Stored data entries:
[start]

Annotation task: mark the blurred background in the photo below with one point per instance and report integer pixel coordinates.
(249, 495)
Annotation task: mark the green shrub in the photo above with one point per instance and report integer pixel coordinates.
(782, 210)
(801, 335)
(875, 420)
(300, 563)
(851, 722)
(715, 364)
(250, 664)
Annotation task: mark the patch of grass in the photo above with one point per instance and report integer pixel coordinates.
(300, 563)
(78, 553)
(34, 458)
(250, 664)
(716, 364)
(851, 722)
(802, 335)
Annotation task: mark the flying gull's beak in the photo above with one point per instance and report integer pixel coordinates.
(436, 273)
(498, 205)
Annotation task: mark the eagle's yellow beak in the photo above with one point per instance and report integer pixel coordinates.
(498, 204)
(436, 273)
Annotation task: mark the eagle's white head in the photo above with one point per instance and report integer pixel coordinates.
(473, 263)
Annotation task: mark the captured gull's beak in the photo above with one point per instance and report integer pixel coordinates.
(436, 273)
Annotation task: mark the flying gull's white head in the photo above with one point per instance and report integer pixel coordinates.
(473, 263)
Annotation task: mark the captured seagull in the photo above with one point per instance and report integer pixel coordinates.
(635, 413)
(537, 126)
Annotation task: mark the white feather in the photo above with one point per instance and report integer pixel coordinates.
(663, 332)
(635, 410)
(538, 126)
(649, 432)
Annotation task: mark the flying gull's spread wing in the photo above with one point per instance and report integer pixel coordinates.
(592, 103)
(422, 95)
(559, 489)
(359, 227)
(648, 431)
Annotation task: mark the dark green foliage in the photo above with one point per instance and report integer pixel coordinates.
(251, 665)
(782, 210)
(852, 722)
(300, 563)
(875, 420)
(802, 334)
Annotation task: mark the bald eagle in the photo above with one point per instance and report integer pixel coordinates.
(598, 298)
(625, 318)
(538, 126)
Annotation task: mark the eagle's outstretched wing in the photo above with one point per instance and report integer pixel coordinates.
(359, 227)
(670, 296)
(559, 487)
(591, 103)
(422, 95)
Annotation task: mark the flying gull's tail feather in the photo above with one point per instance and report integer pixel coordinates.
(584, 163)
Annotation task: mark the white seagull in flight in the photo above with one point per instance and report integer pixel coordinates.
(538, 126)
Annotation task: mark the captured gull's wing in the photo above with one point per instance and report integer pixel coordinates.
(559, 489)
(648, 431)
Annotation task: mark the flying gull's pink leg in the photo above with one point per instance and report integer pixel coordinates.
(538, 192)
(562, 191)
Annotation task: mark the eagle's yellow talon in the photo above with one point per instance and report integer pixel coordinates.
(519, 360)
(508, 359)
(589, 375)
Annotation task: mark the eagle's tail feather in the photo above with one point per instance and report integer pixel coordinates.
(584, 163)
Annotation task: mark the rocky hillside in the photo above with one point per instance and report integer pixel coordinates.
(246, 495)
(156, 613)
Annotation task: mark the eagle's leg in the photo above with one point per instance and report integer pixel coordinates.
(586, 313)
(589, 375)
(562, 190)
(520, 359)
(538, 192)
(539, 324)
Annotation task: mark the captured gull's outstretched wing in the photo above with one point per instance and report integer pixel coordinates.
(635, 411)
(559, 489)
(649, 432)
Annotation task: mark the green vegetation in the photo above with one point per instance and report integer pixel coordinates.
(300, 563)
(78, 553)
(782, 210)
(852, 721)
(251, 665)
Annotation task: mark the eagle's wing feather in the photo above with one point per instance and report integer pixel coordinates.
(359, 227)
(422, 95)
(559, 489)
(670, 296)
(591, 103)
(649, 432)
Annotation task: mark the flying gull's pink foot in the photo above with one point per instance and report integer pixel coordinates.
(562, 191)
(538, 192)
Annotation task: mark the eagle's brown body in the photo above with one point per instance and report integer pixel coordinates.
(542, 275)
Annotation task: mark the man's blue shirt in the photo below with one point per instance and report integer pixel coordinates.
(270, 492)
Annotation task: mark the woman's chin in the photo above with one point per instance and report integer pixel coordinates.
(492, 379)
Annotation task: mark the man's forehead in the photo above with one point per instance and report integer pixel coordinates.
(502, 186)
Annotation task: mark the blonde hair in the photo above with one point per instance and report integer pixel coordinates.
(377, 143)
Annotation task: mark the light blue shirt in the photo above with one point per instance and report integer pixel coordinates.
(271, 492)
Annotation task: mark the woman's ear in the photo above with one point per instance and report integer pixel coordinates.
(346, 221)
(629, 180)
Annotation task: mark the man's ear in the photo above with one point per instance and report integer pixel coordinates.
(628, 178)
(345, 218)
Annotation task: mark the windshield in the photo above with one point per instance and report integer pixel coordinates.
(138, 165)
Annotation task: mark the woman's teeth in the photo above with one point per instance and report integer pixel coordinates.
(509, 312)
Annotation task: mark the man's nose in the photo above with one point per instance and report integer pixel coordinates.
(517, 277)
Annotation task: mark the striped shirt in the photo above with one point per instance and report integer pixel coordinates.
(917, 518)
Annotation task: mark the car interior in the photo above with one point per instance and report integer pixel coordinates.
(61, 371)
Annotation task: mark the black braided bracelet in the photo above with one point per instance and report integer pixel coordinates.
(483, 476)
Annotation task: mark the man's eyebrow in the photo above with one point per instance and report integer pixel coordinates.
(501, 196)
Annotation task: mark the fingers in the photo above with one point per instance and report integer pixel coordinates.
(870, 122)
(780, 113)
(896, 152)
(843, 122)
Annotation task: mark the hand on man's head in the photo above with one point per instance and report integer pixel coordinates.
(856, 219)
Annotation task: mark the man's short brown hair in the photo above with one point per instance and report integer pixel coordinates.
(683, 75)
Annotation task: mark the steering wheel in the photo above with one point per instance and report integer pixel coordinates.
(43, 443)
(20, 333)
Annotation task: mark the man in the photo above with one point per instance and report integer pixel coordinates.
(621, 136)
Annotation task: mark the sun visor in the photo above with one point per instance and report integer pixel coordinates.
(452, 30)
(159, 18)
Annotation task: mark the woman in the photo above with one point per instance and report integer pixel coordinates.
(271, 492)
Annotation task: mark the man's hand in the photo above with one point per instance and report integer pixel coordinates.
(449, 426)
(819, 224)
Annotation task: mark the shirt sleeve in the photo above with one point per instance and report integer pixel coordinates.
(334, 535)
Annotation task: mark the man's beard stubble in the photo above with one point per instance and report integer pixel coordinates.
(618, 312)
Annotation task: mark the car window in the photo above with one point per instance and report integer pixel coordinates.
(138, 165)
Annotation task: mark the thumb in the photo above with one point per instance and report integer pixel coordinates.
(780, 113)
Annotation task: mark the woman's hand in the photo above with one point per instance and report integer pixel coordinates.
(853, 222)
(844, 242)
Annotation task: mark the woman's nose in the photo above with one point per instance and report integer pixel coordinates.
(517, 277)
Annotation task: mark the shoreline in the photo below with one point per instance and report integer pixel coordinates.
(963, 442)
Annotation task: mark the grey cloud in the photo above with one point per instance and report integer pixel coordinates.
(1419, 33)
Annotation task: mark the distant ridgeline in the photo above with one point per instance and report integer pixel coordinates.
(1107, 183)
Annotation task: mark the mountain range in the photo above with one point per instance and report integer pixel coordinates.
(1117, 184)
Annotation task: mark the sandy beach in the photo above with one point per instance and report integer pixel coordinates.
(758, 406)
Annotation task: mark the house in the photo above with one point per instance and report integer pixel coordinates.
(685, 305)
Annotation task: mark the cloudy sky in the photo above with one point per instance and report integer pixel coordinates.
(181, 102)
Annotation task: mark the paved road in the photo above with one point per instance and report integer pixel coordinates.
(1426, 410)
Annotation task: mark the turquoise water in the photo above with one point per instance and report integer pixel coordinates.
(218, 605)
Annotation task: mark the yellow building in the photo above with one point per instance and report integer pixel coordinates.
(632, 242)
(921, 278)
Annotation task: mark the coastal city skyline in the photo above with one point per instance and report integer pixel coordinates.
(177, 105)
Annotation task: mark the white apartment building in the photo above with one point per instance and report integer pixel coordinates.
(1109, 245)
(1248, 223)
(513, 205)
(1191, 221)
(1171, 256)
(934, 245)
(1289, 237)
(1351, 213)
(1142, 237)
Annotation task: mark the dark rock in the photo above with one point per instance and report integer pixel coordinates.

[end]

=== Given request ===
Starting with the line that contains "Annotation task: mark the yellow", print each line through the last one in the listing. Include both end lines and add nothing.

=== Exercise result ===
Annotation task: mark the yellow building in the photo above with one point per instance and report integer pixel coordinates.
(632, 242)
(921, 278)
Annotation task: mark the coastal city skyline in the photo above with one point per instance and report integer pixel coordinates.
(177, 105)
Annotation task: mark the white apartment building in the photo above with one point per instance and report integer pixel coordinates.
(1109, 245)
(1248, 223)
(513, 205)
(1191, 221)
(1171, 256)
(934, 245)
(1289, 237)
(1351, 213)
(1142, 237)
Annotation task: mark the dark rock in the photo above with one point per instance and report integer pixel coordinates.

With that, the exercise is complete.